> _TASK REQUIREMENTS_
Reproduce, line for line, the stretch of the records from the line containing "Target: floor tile" through the end of the records.
[Start PROVIDED DATA]
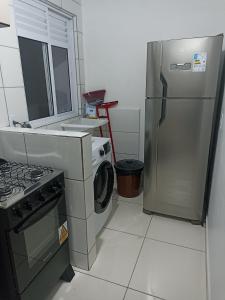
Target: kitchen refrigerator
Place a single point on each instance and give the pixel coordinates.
(180, 117)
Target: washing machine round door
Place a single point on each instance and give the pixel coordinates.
(103, 186)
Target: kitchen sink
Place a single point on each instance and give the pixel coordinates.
(83, 124)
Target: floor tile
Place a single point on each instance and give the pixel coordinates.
(117, 254)
(177, 232)
(128, 217)
(134, 295)
(84, 287)
(170, 272)
(137, 200)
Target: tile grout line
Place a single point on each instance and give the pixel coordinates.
(144, 293)
(149, 238)
(93, 276)
(137, 258)
(133, 234)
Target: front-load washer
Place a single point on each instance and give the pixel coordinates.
(103, 180)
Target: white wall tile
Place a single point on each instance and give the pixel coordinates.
(120, 156)
(92, 256)
(1, 82)
(82, 234)
(79, 198)
(75, 9)
(56, 151)
(80, 45)
(11, 67)
(91, 231)
(12, 146)
(78, 1)
(82, 72)
(126, 142)
(3, 109)
(56, 2)
(125, 119)
(87, 156)
(89, 196)
(76, 48)
(77, 66)
(17, 104)
(8, 35)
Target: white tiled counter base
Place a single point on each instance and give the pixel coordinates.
(72, 154)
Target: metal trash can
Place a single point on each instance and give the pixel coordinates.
(129, 177)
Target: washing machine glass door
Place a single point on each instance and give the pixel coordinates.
(103, 186)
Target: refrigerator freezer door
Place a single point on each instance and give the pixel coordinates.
(176, 156)
(191, 66)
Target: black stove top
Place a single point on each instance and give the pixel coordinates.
[End PROVIDED DATA]
> _ANSWER FOR THE TASK_
Target: floor tile
Place a single point on each instance and give the pixel coordinates.
(117, 254)
(177, 232)
(128, 217)
(134, 295)
(84, 287)
(170, 272)
(137, 200)
Target: tile grout line
Place a single point on each instance and give the pixel coordinates.
(144, 293)
(149, 238)
(93, 276)
(137, 258)
(133, 234)
Target: front-load washer
Place a single point on each instance and give the pixel coordinates.
(103, 180)
Target: white wall tile
Place a single point on each instance and give the pixel coordinates.
(120, 156)
(92, 256)
(1, 82)
(82, 234)
(79, 198)
(75, 9)
(56, 151)
(80, 45)
(11, 67)
(91, 231)
(12, 146)
(78, 1)
(82, 72)
(126, 142)
(3, 109)
(56, 2)
(125, 119)
(87, 156)
(89, 196)
(76, 48)
(77, 66)
(17, 104)
(8, 35)
Target: white tiled counter base
Place a single point on each instance and give the pixel coordinates.
(72, 154)
Target: metal trash can
Place a single point on each instance and give the pixel coordinates.
(129, 177)
Target: washing machine glass door
Place a single point on each instance and give the pixel coordinates.
(103, 186)
Target: refrigerator freezer door
Place a single point on each instance and give the pixel coordinates.
(176, 156)
(191, 66)
Target: black stove top
Place a single point on each instance and give the pixel coordinates.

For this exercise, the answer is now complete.